- **REQUIREMENT A**: In the text on the 1969 family portrait, at what age did Gaston Ghrenassia begin playing in the Cheikh Raymond Leyris Orchestra?
- **REQUIREMENT B**: Using the text on the 1969 family portrait, explain why Gaston Ghrenassia left Algeria for France.

- **TEXT UNDER STUDY**:
------------
Algerian-French Family Portrait (1969)


Figure 1.-- Here we have a French singer family, Enrico Macias with his wife, Suzy Leyris, and heir children (Jocya Macias and Jean-Claude Ghrenassia) during 1969. They are on the floor of the children's room, wonderfully populated with stuffed friends. Gaston Ghrenassia was born in Constantine, French Algeria (1938). His stage name is Enrico Macias. He is a French Pied-noir (settler) singer, songwriter and musician. He became a popular Musician (1960s). He came from an Algerian Jewish family in the then cosmopolitan city of Constantine.

Here we have a French singer family, Enrico Macias with his wife, Suzy Leyris, and heir children (Jocya Macias and Jean-Claude Ghrenassia) during 1969. They are on the floor of the children's room, wonderfully populated with stuffed friends. Gaston Ghrenassia was born in Constantine, French Algeria (1938). His stage name is Enrico Macias. He is a French Pied-noir (settler) singer, songwriter and musician. He became a popular Musician (1960s). He came from an Algerian Jewish family in the then cosmopolitan city of Constantine. He began playing the guitr as a child. His father, Sylvain Ghrenassia (1914–2004) was a violinist in an orchestra that played primarily maalouf, Andalo-Arabic music. Gaston began playing in the Cheikh Raymond Leyris Orchestra at age 15. He trained to teach school, but continued perfecting his musical skills. As France at the end of the Independence War began to withdraw from Algeria, the National Liberation Front (FLN) began to take out retribution on those who favored the French. The FLN shot his band leader and future father-in-law, Cheikh Raymond Leyris (1961). The situation was clear for the Jews and French settlersa well as Mulims who had supported the French. Ghrenassia Gaston left Algeria with his wife, Suzy, and sought refuge in France where he made his career in music. He sings in many languages including French, Italian, Spanish, Hebrew, Turkish, Greek, English, Armenian, Arabic and many of its dialects, and recently in Yiddish.
------------
- **DATA**:
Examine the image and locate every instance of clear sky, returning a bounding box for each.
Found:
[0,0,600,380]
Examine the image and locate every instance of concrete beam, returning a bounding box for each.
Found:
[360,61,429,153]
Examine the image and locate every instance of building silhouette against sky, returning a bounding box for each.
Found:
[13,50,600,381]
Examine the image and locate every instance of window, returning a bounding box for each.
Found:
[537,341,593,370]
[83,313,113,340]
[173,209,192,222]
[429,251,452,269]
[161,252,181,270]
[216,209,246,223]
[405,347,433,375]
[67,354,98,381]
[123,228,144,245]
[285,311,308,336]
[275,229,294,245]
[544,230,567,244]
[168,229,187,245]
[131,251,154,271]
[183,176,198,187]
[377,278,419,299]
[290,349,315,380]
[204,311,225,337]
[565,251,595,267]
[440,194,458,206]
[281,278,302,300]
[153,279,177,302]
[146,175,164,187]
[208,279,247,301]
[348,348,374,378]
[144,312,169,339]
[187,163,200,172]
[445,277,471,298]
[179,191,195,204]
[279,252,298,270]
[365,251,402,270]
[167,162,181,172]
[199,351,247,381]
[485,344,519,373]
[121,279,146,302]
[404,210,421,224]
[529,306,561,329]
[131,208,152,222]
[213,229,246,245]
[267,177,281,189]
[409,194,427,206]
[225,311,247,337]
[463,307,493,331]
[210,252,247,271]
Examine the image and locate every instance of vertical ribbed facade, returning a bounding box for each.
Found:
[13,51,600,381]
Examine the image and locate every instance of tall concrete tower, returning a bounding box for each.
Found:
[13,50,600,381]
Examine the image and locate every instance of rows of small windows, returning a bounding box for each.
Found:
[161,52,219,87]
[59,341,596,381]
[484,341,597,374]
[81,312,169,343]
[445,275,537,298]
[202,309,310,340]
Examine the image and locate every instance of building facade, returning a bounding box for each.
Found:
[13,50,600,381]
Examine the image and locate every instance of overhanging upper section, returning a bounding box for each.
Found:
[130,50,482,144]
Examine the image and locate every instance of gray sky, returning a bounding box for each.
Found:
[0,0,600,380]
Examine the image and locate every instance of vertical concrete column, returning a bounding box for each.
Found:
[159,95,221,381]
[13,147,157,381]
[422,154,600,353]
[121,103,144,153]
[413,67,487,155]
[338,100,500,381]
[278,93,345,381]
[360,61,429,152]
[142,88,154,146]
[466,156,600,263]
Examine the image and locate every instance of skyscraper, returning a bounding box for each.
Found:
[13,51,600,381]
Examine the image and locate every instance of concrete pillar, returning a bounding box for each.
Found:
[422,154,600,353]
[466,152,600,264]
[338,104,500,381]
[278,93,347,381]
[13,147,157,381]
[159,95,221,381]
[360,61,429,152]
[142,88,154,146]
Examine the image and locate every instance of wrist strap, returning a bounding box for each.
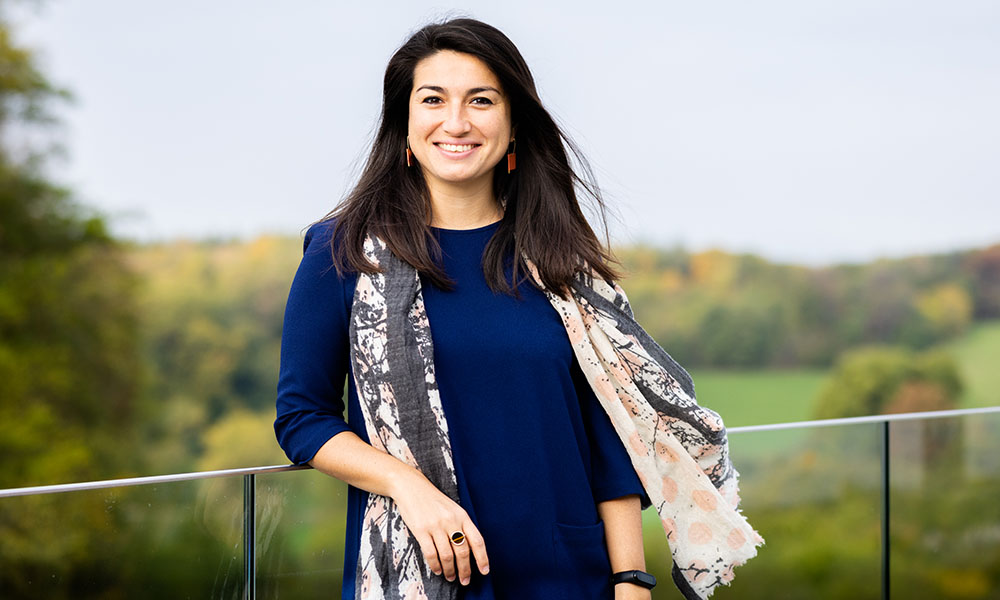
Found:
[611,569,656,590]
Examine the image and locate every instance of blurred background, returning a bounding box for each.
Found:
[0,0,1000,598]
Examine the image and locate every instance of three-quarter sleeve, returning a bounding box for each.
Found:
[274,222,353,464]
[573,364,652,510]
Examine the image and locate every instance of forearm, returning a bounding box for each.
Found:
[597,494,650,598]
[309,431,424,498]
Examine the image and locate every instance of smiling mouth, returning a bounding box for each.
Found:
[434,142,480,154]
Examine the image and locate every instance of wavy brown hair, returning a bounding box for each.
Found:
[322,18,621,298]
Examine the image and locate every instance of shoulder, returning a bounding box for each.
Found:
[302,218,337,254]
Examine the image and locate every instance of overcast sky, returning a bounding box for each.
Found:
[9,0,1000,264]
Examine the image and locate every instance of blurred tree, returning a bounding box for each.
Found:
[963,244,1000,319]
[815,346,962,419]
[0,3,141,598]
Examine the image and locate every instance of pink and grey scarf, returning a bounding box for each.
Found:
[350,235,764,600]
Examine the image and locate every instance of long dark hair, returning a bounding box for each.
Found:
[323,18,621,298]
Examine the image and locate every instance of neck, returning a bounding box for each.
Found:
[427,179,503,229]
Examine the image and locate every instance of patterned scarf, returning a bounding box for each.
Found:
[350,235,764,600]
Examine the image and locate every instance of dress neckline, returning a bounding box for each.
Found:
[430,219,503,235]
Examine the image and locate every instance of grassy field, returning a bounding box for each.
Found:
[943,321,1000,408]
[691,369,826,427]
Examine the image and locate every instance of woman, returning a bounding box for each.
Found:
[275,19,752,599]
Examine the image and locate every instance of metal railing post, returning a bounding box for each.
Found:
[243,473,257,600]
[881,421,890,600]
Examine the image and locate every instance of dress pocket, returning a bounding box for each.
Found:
------------
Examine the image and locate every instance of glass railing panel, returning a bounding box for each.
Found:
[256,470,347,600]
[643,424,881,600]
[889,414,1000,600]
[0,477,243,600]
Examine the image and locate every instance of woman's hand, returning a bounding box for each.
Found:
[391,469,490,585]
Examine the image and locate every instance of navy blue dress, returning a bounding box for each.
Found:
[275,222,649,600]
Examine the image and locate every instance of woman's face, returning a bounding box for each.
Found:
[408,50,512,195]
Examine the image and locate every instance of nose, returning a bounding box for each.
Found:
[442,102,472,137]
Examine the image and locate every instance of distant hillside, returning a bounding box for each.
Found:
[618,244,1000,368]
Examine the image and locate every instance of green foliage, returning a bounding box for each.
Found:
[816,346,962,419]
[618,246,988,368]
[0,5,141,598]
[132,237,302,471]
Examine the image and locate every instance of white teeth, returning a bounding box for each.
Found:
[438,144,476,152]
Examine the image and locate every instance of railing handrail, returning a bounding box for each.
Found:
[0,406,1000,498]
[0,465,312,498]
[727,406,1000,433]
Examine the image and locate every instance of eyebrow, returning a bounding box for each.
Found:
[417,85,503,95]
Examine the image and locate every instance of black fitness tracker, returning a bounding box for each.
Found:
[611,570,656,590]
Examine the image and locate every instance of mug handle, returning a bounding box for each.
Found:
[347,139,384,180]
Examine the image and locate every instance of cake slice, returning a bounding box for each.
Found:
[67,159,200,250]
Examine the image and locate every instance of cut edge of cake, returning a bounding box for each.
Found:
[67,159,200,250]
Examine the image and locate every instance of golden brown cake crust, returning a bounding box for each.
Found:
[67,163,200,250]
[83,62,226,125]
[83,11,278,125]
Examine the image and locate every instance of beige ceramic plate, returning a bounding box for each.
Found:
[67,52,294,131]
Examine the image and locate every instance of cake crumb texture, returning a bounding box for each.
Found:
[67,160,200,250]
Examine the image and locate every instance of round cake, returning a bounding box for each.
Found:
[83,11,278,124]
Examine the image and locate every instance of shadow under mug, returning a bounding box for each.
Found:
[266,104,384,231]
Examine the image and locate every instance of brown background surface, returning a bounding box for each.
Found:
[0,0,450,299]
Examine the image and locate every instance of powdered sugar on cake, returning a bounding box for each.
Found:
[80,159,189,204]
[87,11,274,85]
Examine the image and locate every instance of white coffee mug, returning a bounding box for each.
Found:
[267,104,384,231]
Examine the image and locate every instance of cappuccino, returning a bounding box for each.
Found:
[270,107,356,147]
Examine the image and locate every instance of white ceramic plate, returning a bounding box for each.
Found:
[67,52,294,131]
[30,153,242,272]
------------
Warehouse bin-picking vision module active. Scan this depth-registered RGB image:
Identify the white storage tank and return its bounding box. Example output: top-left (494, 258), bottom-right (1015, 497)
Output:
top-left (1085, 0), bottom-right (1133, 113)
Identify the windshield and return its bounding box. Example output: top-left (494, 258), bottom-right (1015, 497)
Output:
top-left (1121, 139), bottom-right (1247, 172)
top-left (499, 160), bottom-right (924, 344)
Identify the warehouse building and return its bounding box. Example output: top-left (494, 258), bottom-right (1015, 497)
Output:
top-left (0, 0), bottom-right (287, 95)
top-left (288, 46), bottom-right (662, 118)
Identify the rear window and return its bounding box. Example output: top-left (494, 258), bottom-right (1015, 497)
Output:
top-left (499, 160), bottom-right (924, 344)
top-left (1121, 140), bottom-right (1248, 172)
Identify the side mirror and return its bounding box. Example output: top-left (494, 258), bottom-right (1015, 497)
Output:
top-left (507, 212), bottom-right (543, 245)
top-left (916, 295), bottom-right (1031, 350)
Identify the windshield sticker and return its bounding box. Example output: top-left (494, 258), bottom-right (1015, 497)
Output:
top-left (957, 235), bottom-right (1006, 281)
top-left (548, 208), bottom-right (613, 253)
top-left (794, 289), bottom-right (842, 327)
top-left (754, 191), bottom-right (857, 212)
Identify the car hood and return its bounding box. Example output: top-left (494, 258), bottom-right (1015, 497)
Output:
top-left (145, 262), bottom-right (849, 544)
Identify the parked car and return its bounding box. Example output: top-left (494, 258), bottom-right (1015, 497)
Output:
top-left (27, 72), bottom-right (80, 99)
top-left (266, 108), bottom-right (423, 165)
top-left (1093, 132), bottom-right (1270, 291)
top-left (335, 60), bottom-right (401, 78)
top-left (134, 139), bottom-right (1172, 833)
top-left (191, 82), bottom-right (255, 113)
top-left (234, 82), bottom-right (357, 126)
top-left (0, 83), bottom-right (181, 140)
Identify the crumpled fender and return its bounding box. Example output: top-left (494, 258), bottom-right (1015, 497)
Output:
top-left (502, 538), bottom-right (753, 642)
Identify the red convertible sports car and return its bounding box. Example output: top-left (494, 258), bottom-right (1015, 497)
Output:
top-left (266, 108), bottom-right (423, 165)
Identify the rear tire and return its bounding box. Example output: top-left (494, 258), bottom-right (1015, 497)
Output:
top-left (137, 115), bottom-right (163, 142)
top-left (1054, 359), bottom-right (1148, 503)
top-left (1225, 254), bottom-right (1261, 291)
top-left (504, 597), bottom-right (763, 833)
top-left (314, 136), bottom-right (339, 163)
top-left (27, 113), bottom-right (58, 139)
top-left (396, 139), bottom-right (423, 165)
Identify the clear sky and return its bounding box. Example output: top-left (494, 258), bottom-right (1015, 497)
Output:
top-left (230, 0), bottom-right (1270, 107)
------------
- **OUTPUT A**: He began playing in the orchestra at age 15.

- **OUTPUT B**: As France began to withdraw from Algeria at the end of the Independence War, the National Liberation Front (FLN) began taking retribution on those who had favored the French. In 1961 it shot his band leader and future father-in-law, Cheikh Raymond Leyris. This made the situation clear for Jews, French settlers and Muslims who had supported the French, so he left with his wife, Suzy, and sought refuge in France.